» **Work request**
Please reproduce, exactly and with nothing added, the line containing "Task: Indicate the white" and every line after it to the end of the records.

Provided data START

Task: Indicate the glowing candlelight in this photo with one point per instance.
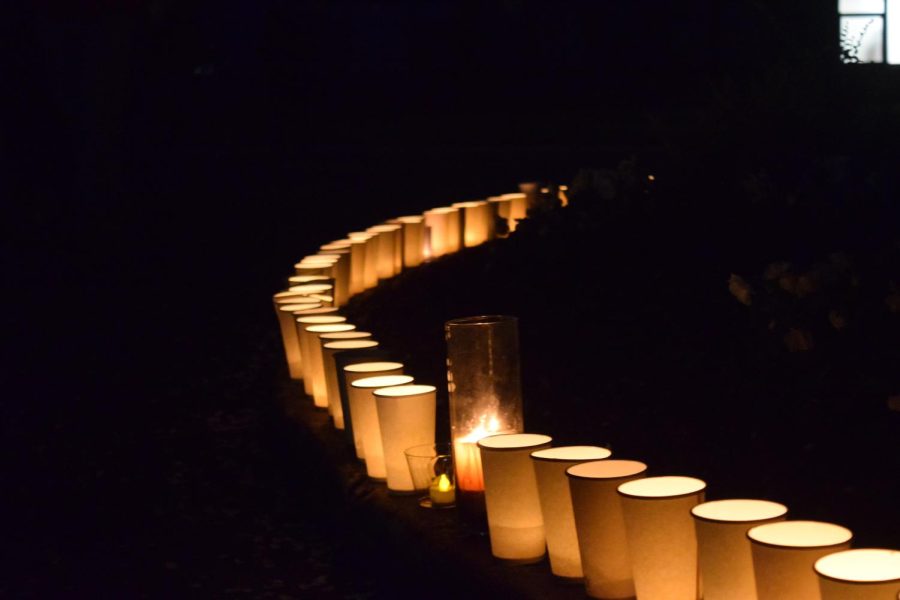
(467, 456)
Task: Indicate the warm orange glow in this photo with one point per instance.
(468, 458)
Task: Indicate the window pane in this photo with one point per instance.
(850, 7)
(894, 32)
(862, 39)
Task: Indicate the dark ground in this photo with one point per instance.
(165, 163)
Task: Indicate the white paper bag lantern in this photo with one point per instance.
(784, 555)
(437, 221)
(302, 323)
(320, 398)
(324, 338)
(600, 525)
(363, 370)
(476, 222)
(361, 392)
(556, 504)
(341, 269)
(329, 349)
(515, 522)
(413, 240)
(726, 564)
(406, 418)
(386, 237)
(662, 543)
(861, 574)
(518, 209)
(370, 257)
(288, 330)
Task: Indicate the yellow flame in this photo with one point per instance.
(444, 484)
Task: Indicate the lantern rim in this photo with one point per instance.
(550, 454)
(639, 467)
(692, 486)
(845, 535)
(529, 440)
(891, 561)
(760, 504)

Provided data END

» **Answer box**
Task: Indicate the white paper bag lantern in this photo with one point per instance.
(784, 555)
(437, 221)
(302, 323)
(320, 398)
(324, 338)
(600, 525)
(363, 370)
(476, 222)
(361, 392)
(556, 504)
(341, 269)
(329, 349)
(515, 522)
(413, 240)
(726, 564)
(406, 418)
(386, 237)
(662, 543)
(861, 574)
(518, 209)
(370, 257)
(288, 330)
Task: Indicate the yellow flame in this photo with one point per instance.
(444, 484)
Task: Indicate the lantern rim in this photo with one point per instance.
(550, 454)
(639, 467)
(692, 486)
(845, 535)
(529, 440)
(891, 561)
(760, 504)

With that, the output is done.